§ WHAT IS ASKED: Leave out any picture and return the remaining listing below exactly as given.
________________
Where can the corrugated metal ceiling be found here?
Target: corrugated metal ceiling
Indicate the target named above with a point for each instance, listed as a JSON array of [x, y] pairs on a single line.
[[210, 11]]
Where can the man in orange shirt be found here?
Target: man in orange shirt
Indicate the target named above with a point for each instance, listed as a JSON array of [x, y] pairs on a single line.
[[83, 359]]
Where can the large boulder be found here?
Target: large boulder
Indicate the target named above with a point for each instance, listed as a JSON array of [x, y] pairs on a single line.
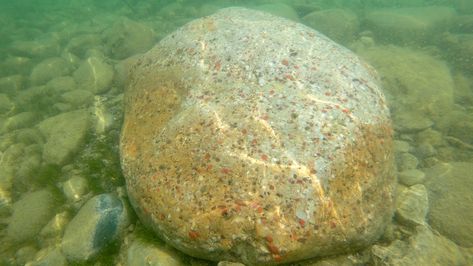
[[248, 137]]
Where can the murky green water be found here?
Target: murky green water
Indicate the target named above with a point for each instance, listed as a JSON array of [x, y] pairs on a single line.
[[63, 68]]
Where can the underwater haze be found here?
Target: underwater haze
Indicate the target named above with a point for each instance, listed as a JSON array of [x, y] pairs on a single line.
[[64, 67]]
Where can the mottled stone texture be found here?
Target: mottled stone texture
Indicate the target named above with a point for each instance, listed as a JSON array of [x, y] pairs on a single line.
[[251, 138]]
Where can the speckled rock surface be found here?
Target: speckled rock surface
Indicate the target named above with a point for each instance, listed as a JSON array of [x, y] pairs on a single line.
[[251, 138]]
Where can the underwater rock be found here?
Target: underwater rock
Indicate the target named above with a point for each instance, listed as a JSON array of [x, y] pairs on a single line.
[[451, 213], [78, 98], [21, 120], [61, 84], [406, 161], [98, 223], [127, 37], [6, 104], [94, 74], [64, 133], [75, 188], [338, 24], [412, 205], [48, 257], [30, 214], [40, 48], [48, 69], [153, 253], [423, 248], [252, 138]]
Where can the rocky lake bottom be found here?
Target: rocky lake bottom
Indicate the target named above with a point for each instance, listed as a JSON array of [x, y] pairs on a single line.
[[63, 70]]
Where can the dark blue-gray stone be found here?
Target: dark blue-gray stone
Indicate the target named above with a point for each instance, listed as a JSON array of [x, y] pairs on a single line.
[[98, 223]]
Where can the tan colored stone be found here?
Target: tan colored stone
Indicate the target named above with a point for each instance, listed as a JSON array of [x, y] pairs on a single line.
[[252, 138]]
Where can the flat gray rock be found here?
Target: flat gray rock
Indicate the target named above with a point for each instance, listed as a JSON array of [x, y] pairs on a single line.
[[30, 214], [100, 221], [413, 205], [64, 133]]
________________
§ FULL ANSWER:
Where can the corrugated metal ceiling be found here?
Target: corrugated metal ceiling
Indicate the target named above with a point for each instance, listed as a JSON array of [x, y] pairs on a single line.
[[210, 11]]
Where can the man in orange shirt be found here?
Target: man in orange shirt
Indicate the target named above with a point for each instance, listed as a JSON array of [x, y] pairs on a single line.
[[83, 359]]
Where can the large boulder be found here?
Target: large boulder
Indicate the target named above with a point for each instance, listed as a JSON array of [x, y] pairs on a single line.
[[248, 137]]
Where can the murky green water be found here?
Target: murky green water
Indicate the target named above with a point for each instance, listed as a JSON array of [x, y] pairs on a single line.
[[63, 68]]
Where can the underwater haze be found here?
Target: underwater haze
Indicate the target named above with a point for each instance, listed as a JSON array of [x, y] pairs on a single line.
[[64, 67]]
Where can the mottled stone texture be found here?
Target: mottled stone texture
Indicate the target named above with a point for each instance, listed as a JSON array of [x, y] pairs on a single line.
[[251, 138]]
Where can the speckled rock surface be found here?
Target: speckled rock surface
Indicate the target named above with a point for each instance, listed as a JSON array of [x, y] pairs on a single line.
[[251, 138]]
Where can the underwater rock be found here?
Target: underwater rock
Indicate the target named above with a point for each instance, listed as a JSON array of [x, y] pairs on a single line.
[[451, 213], [78, 98], [21, 120], [61, 84], [406, 161], [98, 223], [127, 37], [6, 104], [94, 74], [64, 133], [75, 188], [338, 24], [412, 205], [48, 257], [30, 214], [40, 48], [48, 69], [153, 253], [423, 248], [252, 138]]
Where can the rocky lake bottom be found here?
Target: rocky lake bottom
Indicate the target named above with a point for each instance, listed as a JSON array of [x, y] pairs on a single line.
[[63, 70]]
Where can the dark blue-gray stone be found here?
Target: dark blue-gray stone
Indicate the target named above with a point for each instance, listed as a JSON array of [x, y] pairs on a single line.
[[98, 223]]
Where can the tan colored stone be found here?
Target: tan colored stone
Indicate the target named above with a point for each instance, listed as a JSON array of [x, y] pairs on a single line.
[[252, 138]]
Where can the flat gray rock be found here?
Target: flat gray rock
Indicate the target named above with a point for each instance, listed as a JSON array of [x, y] pairs on a single line.
[[30, 214], [100, 221], [413, 205], [64, 133]]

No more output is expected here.